* DOCUMENT EXTRACT *
%%
The researchers compared the characteristics of families that attended the research clinic and had IQ data available. They found that the children who attended the clinic were more likely to be girls, to have been breastfed, to have mothers with higher levels of education, to be of a higher social class, to be older, to live in a house owned by their caregiver, to have experienced fewer stressful life events and to have mothers who consumed oily fish during pregnancy. The children with IQ data available also had a lower birth weight on average than the rest of the cohort.
They found that eating a processed diet at the age of three was associated with a lower IQ at eight-and-a-half years old. Patterns of snack consumption at three years were associated with an increased IQ at eight-and-a-half years. The only other association they found was that a health-conscious dietary pattern at eight-and-a-half years was associated with greater IQ at the same age.
The researchers used the different food-frequency categories (never or rarely, once in 2 weeks etc.) within the diet clusters to give a score of the extent to which a child’s food intake followed each diet type. They used this estimate to see how an increase in food frequency level in each diet type would affect IQ. They found that for the processed diet at three years, each increase in food frequency was associated with a 1.67 drop in IQ at eight-and-a-half years of age (95% confidence interval [CI] -2.34 to -1.00). Each increase in level of snack consumption at three years of age was associated with a 0.9-point IQ increase (95% CI 0.39 to 1.42).
Increasing consumption of a health-conscious diet at eight-and-a-half years was associated with a 1.2-point increase in IQ (95% CI 0.52 to 1.88).
The researchers said that they had shown “weak but novel associations between dietary patterns in early childhood, and current diet, with general intelligence assessed at 8.5 years of age”. They said that, “in this population of contemporary British children, a poor diet associated with increased intake of processed foods, fat and sugar in early childhood may be associated with lower IQ at the age of 8.5 years.”
%%
* INFORMATION PROVIDED *
%%
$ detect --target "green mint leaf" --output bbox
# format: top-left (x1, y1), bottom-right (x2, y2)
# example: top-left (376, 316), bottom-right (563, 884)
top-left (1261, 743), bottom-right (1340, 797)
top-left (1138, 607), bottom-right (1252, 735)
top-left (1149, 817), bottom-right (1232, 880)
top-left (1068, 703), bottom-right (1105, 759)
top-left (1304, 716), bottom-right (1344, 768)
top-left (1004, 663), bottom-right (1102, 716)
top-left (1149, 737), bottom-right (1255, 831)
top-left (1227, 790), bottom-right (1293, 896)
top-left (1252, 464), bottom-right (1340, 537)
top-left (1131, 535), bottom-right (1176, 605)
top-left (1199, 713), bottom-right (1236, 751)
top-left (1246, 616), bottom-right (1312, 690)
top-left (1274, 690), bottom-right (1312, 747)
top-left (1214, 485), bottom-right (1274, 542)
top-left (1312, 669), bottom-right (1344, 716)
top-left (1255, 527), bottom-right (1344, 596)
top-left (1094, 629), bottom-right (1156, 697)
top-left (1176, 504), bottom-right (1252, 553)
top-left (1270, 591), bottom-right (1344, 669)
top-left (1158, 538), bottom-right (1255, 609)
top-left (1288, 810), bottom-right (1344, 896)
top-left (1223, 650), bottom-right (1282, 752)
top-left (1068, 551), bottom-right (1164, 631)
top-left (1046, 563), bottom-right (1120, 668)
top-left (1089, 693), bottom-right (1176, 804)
%%
* WHAT YOU ARE ASKED TO DO *
Answer these questions using the text on childhood diet and IQ:
(a) How did the average birth weight of the children with IQ data compare with the rest of the cohort?
(b) What change in IQ at eight-and-a-half years went with each increase in food frequency for the processed diet at three years?
(c) What change in IQ went with increasing consumption of a health-conscious diet at eight-and-a-half years?

* RESULT OF THE TASK *
(a) It was lower on average.
(b) A 1.67 drop in IQ (95% CI -2.34 to -1.00).
(c) A 1.2-point increase in IQ (95% CI 0.52 to 1.88).